:: Material for this exercise ::
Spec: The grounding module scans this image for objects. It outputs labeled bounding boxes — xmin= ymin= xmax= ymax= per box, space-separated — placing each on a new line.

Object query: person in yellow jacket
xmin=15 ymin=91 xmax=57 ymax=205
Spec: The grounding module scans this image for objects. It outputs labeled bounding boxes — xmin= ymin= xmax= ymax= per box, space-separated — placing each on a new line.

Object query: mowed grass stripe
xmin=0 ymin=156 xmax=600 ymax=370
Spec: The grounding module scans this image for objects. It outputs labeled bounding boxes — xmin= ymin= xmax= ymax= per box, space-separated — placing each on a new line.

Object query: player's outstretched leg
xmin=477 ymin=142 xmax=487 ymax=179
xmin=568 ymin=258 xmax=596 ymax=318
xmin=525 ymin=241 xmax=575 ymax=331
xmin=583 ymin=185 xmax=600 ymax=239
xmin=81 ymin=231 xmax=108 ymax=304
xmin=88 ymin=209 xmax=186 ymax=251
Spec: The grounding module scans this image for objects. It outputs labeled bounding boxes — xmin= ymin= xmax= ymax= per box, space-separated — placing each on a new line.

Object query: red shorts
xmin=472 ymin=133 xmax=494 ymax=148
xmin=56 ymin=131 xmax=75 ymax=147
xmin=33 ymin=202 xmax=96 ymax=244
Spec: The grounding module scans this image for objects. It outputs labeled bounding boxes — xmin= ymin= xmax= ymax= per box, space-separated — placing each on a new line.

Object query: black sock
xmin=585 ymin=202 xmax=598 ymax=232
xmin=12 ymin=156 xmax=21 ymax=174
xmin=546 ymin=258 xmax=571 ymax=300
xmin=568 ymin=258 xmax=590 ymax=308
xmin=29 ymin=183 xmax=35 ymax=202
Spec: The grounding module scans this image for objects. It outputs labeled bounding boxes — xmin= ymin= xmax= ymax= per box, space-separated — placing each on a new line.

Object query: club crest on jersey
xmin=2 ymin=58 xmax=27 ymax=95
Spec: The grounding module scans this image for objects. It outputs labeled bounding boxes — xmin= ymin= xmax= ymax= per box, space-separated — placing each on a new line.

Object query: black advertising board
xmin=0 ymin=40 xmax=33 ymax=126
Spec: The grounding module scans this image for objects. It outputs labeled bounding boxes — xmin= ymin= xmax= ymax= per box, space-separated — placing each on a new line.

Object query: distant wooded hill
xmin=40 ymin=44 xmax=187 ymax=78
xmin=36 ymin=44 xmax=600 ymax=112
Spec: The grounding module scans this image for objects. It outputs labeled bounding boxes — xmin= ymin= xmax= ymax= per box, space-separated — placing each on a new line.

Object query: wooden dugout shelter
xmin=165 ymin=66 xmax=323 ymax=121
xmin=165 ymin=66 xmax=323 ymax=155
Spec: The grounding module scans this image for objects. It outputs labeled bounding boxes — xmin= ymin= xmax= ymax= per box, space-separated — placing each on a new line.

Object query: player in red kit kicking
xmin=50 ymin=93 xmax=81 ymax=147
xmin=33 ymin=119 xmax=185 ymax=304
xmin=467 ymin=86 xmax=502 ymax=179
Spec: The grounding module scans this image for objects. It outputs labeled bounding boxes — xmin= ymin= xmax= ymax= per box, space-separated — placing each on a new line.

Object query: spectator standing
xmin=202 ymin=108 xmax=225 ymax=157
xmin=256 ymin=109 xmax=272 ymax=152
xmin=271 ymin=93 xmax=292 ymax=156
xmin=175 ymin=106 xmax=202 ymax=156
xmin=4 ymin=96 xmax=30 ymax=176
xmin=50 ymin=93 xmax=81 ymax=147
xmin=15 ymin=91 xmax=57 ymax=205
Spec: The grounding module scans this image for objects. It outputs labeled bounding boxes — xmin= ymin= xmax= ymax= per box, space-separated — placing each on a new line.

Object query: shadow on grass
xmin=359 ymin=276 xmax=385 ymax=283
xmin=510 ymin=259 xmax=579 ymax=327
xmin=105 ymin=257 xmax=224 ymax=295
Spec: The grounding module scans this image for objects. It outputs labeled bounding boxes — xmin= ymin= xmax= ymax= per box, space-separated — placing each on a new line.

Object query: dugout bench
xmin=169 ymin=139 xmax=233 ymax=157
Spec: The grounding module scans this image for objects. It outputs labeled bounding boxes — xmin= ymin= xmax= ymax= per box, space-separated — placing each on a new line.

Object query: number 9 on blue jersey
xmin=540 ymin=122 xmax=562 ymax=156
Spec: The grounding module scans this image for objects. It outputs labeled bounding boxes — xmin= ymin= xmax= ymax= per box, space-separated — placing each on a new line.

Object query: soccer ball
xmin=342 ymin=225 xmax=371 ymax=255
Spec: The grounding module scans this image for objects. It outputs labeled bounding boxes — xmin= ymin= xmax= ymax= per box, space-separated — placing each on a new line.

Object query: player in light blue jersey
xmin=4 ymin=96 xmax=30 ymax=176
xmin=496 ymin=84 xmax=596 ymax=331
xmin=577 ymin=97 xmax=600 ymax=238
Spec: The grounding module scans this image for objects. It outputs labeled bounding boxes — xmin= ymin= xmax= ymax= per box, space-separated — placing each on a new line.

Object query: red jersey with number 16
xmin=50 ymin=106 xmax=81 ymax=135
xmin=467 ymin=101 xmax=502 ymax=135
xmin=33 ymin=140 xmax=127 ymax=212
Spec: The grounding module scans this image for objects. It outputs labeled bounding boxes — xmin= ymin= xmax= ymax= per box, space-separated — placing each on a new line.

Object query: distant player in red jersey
:::
Pick out each line in the rows above that has the word "grass" in it, and copy those lines.

• The result:
Object query: mowed grass stripe
Object query: shadow on grass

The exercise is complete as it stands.